--- EXTRACTED DATA ---

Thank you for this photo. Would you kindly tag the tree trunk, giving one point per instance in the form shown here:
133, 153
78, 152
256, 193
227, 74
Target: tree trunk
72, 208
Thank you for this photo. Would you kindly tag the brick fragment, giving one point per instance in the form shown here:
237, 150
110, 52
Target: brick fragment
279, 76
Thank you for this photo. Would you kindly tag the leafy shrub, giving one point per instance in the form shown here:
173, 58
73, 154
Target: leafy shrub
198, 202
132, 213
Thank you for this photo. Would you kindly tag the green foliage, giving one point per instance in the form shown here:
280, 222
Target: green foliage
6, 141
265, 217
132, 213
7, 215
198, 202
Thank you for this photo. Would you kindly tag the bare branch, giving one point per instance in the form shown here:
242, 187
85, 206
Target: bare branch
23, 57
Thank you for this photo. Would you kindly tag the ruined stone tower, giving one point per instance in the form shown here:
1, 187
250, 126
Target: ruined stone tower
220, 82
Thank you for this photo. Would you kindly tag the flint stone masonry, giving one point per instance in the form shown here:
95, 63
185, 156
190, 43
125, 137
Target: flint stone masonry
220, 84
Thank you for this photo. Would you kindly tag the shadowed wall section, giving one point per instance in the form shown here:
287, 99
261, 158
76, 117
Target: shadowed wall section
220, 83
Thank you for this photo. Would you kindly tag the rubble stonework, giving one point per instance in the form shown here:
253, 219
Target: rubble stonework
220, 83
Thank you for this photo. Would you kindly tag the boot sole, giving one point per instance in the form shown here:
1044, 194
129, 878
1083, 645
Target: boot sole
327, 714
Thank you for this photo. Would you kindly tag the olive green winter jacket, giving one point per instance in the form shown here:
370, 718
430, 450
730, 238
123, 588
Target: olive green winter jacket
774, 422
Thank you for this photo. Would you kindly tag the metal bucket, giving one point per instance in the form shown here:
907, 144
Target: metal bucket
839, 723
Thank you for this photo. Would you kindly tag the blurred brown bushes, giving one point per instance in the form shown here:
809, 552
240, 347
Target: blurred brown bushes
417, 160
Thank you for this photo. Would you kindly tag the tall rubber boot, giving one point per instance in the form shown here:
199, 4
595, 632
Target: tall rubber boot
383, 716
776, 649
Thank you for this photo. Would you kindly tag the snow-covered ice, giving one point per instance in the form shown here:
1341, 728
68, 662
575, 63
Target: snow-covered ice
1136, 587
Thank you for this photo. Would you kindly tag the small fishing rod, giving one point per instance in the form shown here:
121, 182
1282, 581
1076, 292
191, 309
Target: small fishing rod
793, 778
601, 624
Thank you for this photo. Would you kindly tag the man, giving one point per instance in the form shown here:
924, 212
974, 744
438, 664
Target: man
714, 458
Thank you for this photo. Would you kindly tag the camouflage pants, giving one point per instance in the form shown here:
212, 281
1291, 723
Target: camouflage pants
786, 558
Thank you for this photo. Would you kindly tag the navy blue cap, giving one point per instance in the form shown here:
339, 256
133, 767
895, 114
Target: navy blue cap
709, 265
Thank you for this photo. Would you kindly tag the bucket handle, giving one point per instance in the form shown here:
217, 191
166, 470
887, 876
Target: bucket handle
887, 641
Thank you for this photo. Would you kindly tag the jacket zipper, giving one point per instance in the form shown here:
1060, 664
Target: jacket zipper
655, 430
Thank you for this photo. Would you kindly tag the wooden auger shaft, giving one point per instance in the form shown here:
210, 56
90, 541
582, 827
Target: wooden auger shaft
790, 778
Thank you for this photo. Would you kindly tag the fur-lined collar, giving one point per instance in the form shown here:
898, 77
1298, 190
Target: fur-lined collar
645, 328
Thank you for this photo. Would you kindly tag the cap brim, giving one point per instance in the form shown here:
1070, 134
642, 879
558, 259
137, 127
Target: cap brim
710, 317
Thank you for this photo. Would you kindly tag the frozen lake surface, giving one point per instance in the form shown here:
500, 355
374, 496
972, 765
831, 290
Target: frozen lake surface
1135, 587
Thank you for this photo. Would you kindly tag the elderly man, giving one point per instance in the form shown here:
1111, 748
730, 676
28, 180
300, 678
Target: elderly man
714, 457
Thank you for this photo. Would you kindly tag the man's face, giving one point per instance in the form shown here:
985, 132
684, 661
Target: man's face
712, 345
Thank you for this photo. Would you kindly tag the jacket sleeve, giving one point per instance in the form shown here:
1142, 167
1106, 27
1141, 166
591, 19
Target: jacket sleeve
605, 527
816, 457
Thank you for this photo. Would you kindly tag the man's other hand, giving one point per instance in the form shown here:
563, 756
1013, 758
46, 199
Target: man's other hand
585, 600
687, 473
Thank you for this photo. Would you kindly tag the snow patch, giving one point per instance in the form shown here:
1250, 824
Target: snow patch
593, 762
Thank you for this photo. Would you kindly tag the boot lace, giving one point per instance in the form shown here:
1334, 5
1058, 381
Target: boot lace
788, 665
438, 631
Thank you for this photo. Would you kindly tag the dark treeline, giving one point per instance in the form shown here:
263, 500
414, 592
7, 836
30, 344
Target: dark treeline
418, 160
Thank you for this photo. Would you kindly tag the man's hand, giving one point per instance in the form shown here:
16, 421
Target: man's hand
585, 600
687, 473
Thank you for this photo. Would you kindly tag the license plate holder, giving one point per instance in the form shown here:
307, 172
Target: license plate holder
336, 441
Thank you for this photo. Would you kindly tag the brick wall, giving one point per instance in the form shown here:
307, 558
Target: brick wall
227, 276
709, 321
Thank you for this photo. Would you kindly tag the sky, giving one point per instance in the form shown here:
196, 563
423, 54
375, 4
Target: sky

---

## GOAL OF THE EXERCISE
The records above should be transcribed in full, with no differences.

## RESULT FOR THIS TASK
Thank you for this photo. Would you kindly tag the tree trunk, giving one point per instance in the form shown here:
133, 153
78, 152
256, 193
227, 74
Target: tree trunk
72, 208
Thank you for this photo. Would you kindly tag the brick fragment, giving one point per instance in the form shown here:
237, 150
110, 52
Target: brick fragment
279, 76
Thank you for this photo. Would you kindly tag the leafy shrub, giving one point per instance in the form shown here:
173, 58
73, 154
Target: leafy shrub
198, 202
132, 213
Thank you for this photo. Would you kindly tag the green foliage, giving one point per instance in the form shown here:
280, 222
Target: green foliage
6, 141
265, 217
132, 213
7, 215
198, 202
Thank you for this photo. Would you kindly tag the bare branch, giving one point per instance in the form shown here:
242, 187
85, 206
Target: bare branch
23, 57
Thank you for this photo. Would you kindly tag the ruined stone tower, giving one point per instance in the form shown here:
1, 187
250, 126
Target: ruined stone tower
220, 82
Thank you for this photo. Would you kindly tag the flint stone masonry, giving one point per instance in the form shown here:
95, 63
185, 156
190, 43
125, 137
Target: flint stone masonry
220, 84
Thank you for this photo. Would you kindly tag the shadowed wall section, giving one point per instance in the form shown here:
287, 99
261, 158
76, 117
Target: shadowed wall section
220, 83
Thank you for this photo. Would you kindly tag the rubble stonework, giving one point per instance in the form shown here:
253, 219
Target: rubble stonework
220, 83
Thank you for this photo. Would you kindly tag the boot sole, giving one point per instance in the form shown here:
1044, 194
129, 878
1083, 645
Target: boot sole
327, 714
Thank you for this photo. Would you kindly tag the olive green winter jacket, giving one point per instance in the form shown here:
370, 718
430, 450
730, 238
123, 588
Target: olive green winter jacket
774, 422
Thank you for this photo. Would you kindly tag the metal bucket, giving one point per instance in the form shown here:
907, 144
Target: metal bucket
839, 723
Thank you for this photo. Would you kindly tag the blurred brown bushes, giving one point per instance in the form shown here:
809, 552
240, 347
Target: blurred brown bushes
417, 160
Thank you for this photo. Would you kindly tag the tall rubber boot, giving one point per instance in the form shown here:
199, 4
595, 632
Target: tall rubber boot
383, 716
776, 649
Thank you for this photo. Would you kindly tag the snow-covered ice, giving one point per instance in the form shown here:
1341, 728
68, 662
575, 63
Target: snow-covered ice
1136, 587
Thank you for this photo. Would you kindly tag the small fishing rod, giving one point per instance in the form shown here:
121, 182
1282, 581
1076, 292
191, 309
Target: small fishing rod
793, 778
601, 624
Thank you for this photo. Would you kindly tag the man, giving one point per instance in the form shown here:
924, 212
974, 744
438, 664
Target: man
714, 458
Thank you for this photo. Would you kindly tag the camouflage pants, giving one point per instance in the form shown here:
212, 281
1291, 723
Target: camouflage pants
786, 558
Thank you for this photo. Would you kindly tag the navy blue cap, giving one point per instance in the form shown here:
339, 256
133, 767
895, 114
Target: navy blue cap
709, 265
Thank you for this photo. Would you kindly tag the bucket handle, giving one point per instance in the form shown here:
217, 191
166, 470
887, 876
Target: bucket handle
887, 641
Thank you for this photo. Would you kindly tag the jacket zipper, giving one point per instance in the form shown here:
1060, 664
Target: jacket zipper
655, 430
Thank you for this photo. Would you kindly tag the wooden auger shaft, giving one point per instance in the form shown here:
210, 56
90, 541
582, 827
Target: wooden auger shaft
790, 778
Thank you for this photo. Would you kindly tag the fur-lined collar, giving one point per instance in the form shown here:
898, 77
1298, 190
Target: fur-lined collar
645, 328
Thank you for this photo. Would you kindly tag the cap brim, giving one point per instance in the form shown here:
1070, 134
642, 879
558, 259
137, 127
Target: cap brim
710, 317
Thank you for this photo. Would you kindly tag the frozen lake surface, giving one point per instance in the form shown here:
500, 355
374, 496
972, 765
831, 290
Target: frozen lake surface
1135, 587
Thank you for this photo. Would you kindly tag the elderly man, giving one point per instance in the form shown here:
1111, 748
730, 676
28, 180
300, 678
Target: elderly man
714, 457
Thank you for this photo. Would you kindly tag the man's face, giving one point per instance in the form shown here:
985, 132
684, 661
Target: man's face
712, 345
Thank you for this photo. Would you kindly tag the jacket sleeve, giving one point per instance in the form shown here:
1142, 167
1106, 27
1141, 166
591, 19
Target: jacket sleeve
605, 527
816, 457
Thank you for this photo. Would you kindly tag the man's other hand, giving one point per instance in the form shown here:
563, 756
1013, 758
46, 199
Target: man's other hand
585, 600
687, 473
Thank you for this photo. Would you kindly tag the snow patch, giving one point per instance in the form shown here:
1250, 824
Target: snow patch
593, 762
Thank you for this photo. Would you kindly tag the boot lace, giving one point per instance in the form shown here:
1334, 5
1058, 381
Target: boot lace
788, 665
438, 631
Thank you for this photo. Would you kindly tag the dark treeline, giving one point per instance in the form shown here:
263, 500
414, 592
7, 836
30, 344
Target: dark treeline
418, 160
Thank you for this photo. Would you kindly tag the man's hand, giving one point per instance in the form shown here:
16, 421
Target: man's hand
585, 600
687, 473
Thank you for this photo. Would you kindly tag the license plate holder, giving one point per instance in the form shown here:
307, 172
Target: license plate holder
336, 441
Thank you for this photo. Would you kindly tag the brick wall, giving one point per instance in the form shown here:
307, 558
Target: brick wall
227, 276
709, 321
Thank you for this photo. Would you kindly tag the sky, giving one point per instance in the form shown here:
196, 563
423, 54
375, 4
Target: sky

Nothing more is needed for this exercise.